[[ SELECTED EXTRACT open ]]
Friday, March 10, 2023

NET GAINS

Opening this weekend:

Champions--Just like Gene Hackman in Hoosiers, Woody Harrelson is a hotheaded basketball coach who loses jobs over violent outbursts on the court. Just like Keanu Reeves in Hardball, he has a coaching gig forced on him, in this case as community service in lieu of jail time. In short, Champions follows the standard sports movie playbook plot point for plot point. The variation, this time, is that Harrelson is assigned to a Special Olympics team made up of players with intellectual disabilities.

Thus the obvious worry, going in, is that these characters will be either ridiculed or patronized, or both. The director is Bobby Farrelly, half of the Farrelly Brothers, who in earlier films have indeed derived broad comedy from intellectually disabled characters; his brother Peter Farrelly, who we saw advising the filmmakers with Down syndrome in the documentary Sam and Mattie Make a Zombie Movie, insists that they "revere" such people but refuse to sentimentalize or condescend in their depictions of them.

How does this approach work out in Champions? Well, certainly the quirks and limitations of Harrelson's ballers are played for laughs, but I think no more insultingly than in, say, The Mighty Ducks or Dodgeball or, for that matter, Major League, or any other formula sports flick about the triumph of a ragtag bunch of misfit underdogs.

It helps, too, that the coach is generally the butt of the jokes. More importantly, the actors who play the team members are spirited, ebullient, confident performers with vivid personalities. They also bring out the best in Harrelson, who responds to them with what appears to be genuine warmth and delight.
[[ SELECTED EXTRACT closed ]]
[[ DATASET ENTRIES open ]]
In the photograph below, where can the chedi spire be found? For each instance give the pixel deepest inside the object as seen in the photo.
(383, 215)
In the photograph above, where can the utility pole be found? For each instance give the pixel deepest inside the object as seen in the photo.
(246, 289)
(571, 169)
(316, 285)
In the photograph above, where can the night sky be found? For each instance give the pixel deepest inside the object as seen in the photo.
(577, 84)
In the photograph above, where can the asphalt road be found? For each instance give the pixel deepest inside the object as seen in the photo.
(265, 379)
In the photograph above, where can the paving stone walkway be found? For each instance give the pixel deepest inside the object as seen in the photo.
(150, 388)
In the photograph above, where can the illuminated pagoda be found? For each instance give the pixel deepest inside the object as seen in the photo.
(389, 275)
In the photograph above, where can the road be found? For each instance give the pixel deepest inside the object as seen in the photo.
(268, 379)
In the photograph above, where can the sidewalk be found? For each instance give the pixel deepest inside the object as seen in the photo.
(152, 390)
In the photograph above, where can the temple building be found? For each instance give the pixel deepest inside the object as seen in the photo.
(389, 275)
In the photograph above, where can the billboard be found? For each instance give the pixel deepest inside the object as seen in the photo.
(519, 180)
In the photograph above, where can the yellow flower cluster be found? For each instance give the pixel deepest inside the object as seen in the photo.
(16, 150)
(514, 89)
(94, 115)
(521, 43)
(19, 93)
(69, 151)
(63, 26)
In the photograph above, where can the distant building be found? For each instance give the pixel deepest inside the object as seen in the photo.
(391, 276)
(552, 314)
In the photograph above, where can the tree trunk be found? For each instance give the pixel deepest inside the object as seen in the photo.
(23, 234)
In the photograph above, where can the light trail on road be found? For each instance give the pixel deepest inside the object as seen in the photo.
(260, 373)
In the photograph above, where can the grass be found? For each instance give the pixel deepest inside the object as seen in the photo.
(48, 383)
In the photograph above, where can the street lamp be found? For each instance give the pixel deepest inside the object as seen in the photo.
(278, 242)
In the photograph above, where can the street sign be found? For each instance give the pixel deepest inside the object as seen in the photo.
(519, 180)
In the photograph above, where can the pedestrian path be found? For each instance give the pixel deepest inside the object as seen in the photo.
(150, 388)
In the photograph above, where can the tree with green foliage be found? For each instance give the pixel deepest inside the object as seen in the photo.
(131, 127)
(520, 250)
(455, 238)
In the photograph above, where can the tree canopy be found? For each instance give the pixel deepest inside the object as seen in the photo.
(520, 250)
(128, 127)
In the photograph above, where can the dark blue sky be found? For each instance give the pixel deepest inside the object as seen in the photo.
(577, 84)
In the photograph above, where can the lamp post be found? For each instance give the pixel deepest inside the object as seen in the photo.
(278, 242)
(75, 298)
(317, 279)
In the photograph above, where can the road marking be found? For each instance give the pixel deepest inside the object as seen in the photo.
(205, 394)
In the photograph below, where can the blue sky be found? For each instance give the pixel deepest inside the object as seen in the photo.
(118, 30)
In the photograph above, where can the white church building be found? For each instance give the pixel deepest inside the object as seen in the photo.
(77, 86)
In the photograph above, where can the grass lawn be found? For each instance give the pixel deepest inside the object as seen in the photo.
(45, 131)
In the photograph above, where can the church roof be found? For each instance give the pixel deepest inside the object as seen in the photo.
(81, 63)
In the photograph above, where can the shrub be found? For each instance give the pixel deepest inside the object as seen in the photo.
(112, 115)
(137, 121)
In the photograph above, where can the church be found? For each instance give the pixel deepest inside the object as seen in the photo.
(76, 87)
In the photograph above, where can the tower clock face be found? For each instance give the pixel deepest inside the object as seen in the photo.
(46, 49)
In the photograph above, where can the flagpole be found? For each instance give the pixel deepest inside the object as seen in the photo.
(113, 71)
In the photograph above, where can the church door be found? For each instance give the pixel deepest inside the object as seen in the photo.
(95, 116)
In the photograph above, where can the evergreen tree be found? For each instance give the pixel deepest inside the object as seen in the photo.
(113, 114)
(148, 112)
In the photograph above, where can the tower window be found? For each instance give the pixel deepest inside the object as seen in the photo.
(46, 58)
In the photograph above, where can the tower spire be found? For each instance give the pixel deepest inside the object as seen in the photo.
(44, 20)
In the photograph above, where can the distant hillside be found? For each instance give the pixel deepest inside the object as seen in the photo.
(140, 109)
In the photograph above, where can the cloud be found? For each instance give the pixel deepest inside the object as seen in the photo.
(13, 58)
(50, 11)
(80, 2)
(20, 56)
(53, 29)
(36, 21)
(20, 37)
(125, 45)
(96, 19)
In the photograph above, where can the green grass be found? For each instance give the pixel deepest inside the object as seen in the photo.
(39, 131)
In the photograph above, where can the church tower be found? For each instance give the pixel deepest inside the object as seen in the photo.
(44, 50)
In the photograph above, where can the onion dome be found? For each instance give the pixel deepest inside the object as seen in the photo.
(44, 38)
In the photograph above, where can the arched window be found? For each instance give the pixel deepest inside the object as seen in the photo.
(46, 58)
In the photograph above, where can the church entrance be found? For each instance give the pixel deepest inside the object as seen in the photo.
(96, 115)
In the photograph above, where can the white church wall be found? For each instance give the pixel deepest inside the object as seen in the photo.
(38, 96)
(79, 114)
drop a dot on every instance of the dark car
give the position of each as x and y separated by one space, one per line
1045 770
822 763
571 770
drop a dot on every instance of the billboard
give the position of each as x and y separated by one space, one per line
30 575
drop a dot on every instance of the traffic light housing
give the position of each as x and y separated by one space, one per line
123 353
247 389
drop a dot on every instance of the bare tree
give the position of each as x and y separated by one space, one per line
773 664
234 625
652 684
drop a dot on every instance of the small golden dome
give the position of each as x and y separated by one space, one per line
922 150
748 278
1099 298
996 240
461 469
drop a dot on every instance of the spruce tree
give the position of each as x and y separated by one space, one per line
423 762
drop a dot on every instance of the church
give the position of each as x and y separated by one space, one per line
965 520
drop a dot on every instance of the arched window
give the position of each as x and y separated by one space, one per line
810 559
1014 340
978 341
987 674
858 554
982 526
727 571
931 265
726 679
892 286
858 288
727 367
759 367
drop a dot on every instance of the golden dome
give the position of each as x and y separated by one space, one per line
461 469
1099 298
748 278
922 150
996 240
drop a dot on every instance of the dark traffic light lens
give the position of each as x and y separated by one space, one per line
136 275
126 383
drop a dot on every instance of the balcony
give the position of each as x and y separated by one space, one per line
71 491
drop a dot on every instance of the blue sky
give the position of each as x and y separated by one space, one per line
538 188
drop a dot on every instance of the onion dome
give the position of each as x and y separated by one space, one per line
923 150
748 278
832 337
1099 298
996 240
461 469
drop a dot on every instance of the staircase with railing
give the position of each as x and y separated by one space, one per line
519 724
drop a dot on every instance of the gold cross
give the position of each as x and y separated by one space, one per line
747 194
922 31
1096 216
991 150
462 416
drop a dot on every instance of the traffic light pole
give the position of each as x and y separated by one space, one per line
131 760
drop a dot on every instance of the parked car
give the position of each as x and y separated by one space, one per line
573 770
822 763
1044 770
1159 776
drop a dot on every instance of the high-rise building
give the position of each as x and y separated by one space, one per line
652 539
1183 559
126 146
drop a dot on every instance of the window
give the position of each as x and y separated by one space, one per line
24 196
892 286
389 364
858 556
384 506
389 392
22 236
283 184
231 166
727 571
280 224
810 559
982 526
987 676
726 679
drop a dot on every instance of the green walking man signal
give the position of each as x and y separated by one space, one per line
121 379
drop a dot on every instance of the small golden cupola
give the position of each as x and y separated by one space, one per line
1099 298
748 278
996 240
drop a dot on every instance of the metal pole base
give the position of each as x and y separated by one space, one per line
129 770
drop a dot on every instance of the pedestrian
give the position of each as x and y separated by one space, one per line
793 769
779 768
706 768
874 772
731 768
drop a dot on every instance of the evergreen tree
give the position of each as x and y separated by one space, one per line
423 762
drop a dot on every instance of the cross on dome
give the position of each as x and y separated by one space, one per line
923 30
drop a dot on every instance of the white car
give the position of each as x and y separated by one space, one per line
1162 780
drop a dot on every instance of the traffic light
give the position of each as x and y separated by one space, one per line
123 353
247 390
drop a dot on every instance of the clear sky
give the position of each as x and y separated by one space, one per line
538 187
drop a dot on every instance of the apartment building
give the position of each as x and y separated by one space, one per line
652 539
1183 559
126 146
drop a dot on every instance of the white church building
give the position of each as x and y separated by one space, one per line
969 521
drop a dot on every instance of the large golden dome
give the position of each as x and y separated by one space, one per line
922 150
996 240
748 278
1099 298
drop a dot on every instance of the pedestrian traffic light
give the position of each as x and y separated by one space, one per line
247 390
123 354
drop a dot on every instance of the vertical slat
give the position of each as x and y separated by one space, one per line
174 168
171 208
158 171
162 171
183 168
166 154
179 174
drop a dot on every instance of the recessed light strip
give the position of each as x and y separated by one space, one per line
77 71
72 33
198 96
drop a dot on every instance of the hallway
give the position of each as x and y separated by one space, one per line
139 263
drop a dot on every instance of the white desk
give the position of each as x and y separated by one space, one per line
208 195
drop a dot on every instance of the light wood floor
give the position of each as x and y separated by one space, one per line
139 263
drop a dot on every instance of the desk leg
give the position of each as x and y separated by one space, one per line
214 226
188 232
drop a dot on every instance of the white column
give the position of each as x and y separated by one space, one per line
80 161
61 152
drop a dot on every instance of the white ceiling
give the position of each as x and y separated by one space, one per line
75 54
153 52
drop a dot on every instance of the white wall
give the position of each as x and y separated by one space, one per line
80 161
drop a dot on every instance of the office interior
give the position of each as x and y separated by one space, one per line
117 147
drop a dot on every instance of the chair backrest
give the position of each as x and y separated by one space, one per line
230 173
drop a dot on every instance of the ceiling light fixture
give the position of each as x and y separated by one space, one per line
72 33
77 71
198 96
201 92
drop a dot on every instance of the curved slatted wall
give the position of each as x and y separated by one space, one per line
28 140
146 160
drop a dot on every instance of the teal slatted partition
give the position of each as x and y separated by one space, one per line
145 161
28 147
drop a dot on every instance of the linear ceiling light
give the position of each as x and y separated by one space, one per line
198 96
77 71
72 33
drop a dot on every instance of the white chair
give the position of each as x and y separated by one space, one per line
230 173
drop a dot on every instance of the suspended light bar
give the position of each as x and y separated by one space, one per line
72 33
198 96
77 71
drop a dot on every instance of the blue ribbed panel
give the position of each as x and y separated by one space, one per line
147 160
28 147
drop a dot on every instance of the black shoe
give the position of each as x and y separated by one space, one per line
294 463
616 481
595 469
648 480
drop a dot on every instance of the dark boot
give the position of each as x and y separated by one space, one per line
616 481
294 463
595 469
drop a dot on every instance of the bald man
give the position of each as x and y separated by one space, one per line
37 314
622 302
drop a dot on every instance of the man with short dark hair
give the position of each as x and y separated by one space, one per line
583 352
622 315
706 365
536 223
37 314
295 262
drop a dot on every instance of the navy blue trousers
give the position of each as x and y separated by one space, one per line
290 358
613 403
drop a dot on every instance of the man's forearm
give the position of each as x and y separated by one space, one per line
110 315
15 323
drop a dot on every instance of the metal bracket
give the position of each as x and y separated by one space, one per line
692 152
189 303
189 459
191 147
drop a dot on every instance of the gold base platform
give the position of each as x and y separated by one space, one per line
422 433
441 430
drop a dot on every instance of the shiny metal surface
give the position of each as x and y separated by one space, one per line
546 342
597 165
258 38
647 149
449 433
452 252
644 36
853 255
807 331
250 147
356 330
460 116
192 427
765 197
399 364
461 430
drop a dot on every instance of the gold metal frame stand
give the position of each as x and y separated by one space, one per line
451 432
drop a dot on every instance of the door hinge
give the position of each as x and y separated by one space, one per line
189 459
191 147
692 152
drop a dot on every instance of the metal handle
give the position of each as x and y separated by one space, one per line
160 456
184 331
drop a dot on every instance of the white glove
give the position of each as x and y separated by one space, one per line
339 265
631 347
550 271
[[ DATASET ENTRIES closed ]]
**PROBLEM TO SOLVE:**
Write out the passage of the Champions review that starts with "How does this" and goes on through "warmth and delight.".

**EXERCISE OUTPUT:**
How does this approach work out in Champions? Well, certainly the quirks and limitations of Harrelson's ballers are played for laughs, but I think no more insultingly than in, say, The Mighty Ducks or Dodgeball or, for that matter, Major League, or any other formula sports flick about the triumph of a ragtag bunch of misfit underdogs.

It helps, too, that the coach is generally the butt of the jokes. More importantly, the actors who play the team members are spirited, ebullient, confident performers with vivid personalities. They also bring out the best in Harrelson, who responds to them with what appears to be genuine warmth and delight.